* [WHAT YOU SHOULD DO]
Go through the data below and return each line containing the word "Changelog".
============================================================
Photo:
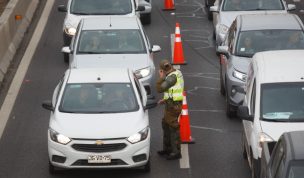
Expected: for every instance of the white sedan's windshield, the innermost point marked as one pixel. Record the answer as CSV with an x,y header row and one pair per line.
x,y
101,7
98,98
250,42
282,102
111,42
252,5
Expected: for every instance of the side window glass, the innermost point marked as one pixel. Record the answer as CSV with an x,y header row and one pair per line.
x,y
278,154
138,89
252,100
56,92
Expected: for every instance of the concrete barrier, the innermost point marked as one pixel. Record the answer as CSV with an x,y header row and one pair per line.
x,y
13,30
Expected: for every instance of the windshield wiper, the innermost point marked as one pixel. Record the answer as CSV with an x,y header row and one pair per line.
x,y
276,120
============================================================
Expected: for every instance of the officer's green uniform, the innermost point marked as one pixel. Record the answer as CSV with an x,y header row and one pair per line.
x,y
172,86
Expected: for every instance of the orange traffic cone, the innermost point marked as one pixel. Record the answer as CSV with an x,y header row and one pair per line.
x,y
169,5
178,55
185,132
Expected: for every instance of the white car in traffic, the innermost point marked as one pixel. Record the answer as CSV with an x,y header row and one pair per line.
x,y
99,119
============================================================
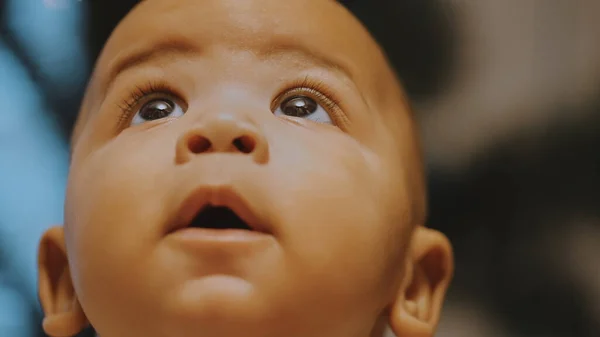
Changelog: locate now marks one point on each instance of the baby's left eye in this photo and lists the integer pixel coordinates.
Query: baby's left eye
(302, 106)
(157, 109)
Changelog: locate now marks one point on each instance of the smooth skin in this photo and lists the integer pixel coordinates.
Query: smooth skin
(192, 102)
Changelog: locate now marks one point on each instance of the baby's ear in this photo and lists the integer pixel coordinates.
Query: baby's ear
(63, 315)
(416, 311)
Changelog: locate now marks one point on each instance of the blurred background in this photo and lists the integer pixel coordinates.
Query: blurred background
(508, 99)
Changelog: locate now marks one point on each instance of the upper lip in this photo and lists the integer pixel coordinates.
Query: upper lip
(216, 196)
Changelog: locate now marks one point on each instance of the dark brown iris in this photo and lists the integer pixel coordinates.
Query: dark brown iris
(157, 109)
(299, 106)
============================================================
* [EXERCISE RESPONSE]
Changelog: locate now marks one point on each instance of the baby's left eye in this photo and lists the integer pixel coordinates.
Changelog: locate now marks one point on each instance of the smooth skin in this photo and lists the integer pixel coordinates.
Changelog: locate now marks one point on each instance of the baby's ear in this photo and lists the integer pixel coordinates.
Changelog: locate now marks one point on each instance of the blurred background in this photo and lists the integer pixel coordinates.
Changelog: locate now marks one point on each instance of the upper lip in this photo and lists the integer pixel coordinates.
Changelog: locate now marks one point on each instance of the dark brown iris in this photo and lists the integer pixel coordinates.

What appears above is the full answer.